From the items below, pick out and copy each line containing the string "visible". Case counts.

Coordinate annotation entries:
■ ■ ■ ■

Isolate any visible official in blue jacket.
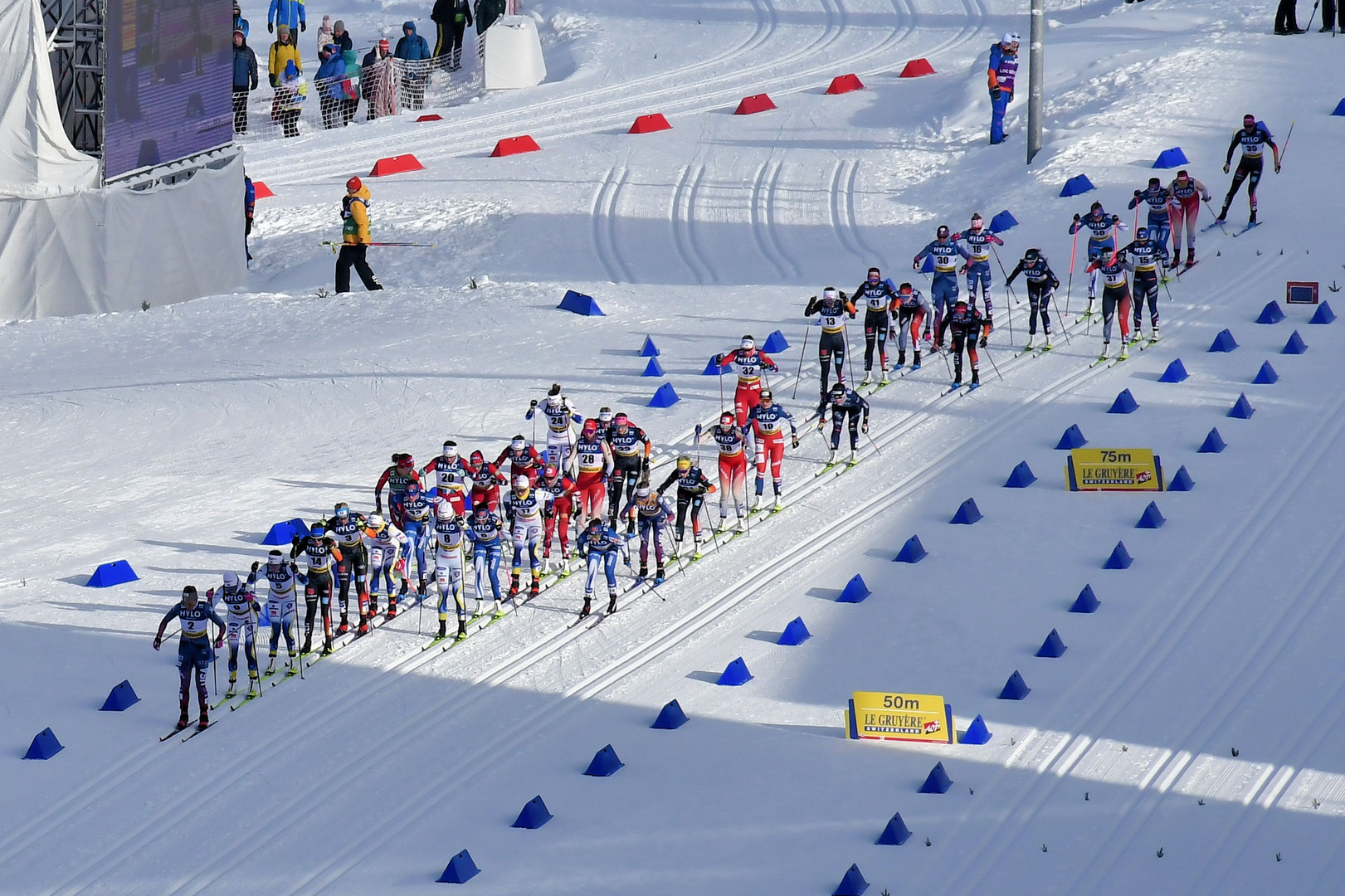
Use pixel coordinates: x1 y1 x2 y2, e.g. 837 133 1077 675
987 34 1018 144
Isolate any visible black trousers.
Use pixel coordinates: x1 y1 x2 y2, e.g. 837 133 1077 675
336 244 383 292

■ ■ ■ ■

SOLUTION TO THE PROBLEM:
Isolate any visible official in blue jacket.
Isolate any visible black trousers.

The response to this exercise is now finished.